REQUIREMENT
Could you rewrite the records below as a numbered list with the blank lines dropped?

(Stored entries)
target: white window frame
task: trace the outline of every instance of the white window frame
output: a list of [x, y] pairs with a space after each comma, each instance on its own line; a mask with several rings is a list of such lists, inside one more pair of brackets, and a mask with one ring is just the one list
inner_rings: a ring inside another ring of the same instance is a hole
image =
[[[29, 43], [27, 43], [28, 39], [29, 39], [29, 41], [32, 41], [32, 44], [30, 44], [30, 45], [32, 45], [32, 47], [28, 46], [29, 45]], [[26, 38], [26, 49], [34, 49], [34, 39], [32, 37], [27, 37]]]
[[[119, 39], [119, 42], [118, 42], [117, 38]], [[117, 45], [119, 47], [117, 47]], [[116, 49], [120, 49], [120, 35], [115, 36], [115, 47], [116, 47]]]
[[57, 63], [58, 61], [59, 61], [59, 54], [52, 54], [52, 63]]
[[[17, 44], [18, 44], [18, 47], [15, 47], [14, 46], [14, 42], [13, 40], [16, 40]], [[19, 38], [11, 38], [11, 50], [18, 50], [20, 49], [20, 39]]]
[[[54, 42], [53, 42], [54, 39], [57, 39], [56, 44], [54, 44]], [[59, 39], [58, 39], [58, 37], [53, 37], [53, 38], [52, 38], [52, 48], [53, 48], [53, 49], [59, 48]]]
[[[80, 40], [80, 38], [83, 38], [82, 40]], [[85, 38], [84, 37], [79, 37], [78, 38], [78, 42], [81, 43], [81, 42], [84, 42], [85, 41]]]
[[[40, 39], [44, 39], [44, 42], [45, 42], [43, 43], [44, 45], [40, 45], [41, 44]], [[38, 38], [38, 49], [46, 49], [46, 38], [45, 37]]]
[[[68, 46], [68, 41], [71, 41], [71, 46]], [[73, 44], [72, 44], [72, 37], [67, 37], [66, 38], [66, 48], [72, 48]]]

RESPONSE
1. target: white window frame
2. task: trace the outline of every instance of the white window frame
3. output: a list of [x, y] pairs with a space after each comma, each instance on its own line; a mask with several rings is a list of such lists, inside one more pair of brackets, and a mask with one ring is just the one list
4. inner_rings: a ring inside another ring of the same instance is a hole
5. image =
6. [[[29, 43], [27, 43], [28, 39], [29, 39], [29, 41], [32, 41], [32, 44], [30, 44], [30, 45], [32, 45], [32, 47], [28, 46], [29, 45]], [[26, 38], [26, 49], [34, 49], [34, 39], [32, 37], [27, 37]]]
7. [[[119, 39], [119, 42], [118, 42], [117, 38]], [[117, 45], [119, 47], [117, 47]], [[116, 49], [120, 49], [120, 35], [115, 36], [115, 47], [116, 47]]]
8. [[57, 63], [58, 61], [59, 61], [59, 54], [52, 54], [52, 63]]
9. [[[17, 44], [18, 44], [18, 47], [15, 47], [14, 46], [14, 42], [13, 40], [16, 40]], [[19, 38], [11, 38], [11, 50], [18, 50], [20, 49], [20, 39]]]
10. [[[54, 42], [53, 42], [54, 39], [57, 39], [56, 44], [54, 44]], [[59, 39], [58, 39], [58, 37], [53, 37], [53, 38], [52, 38], [52, 48], [53, 48], [53, 49], [59, 48]]]
11. [[[80, 40], [80, 38], [83, 38], [82, 40]], [[85, 38], [84, 37], [79, 37], [78, 38], [78, 42], [81, 43], [81, 42], [84, 42], [85, 41]]]
12. [[[40, 39], [44, 39], [44, 42], [45, 42], [43, 43], [44, 45], [40, 45], [41, 44]], [[38, 38], [38, 49], [46, 49], [46, 38], [45, 37]]]
13. [[[68, 46], [68, 41], [71, 41], [71, 46]], [[73, 44], [72, 44], [72, 37], [67, 37], [66, 38], [66, 48], [72, 48]]]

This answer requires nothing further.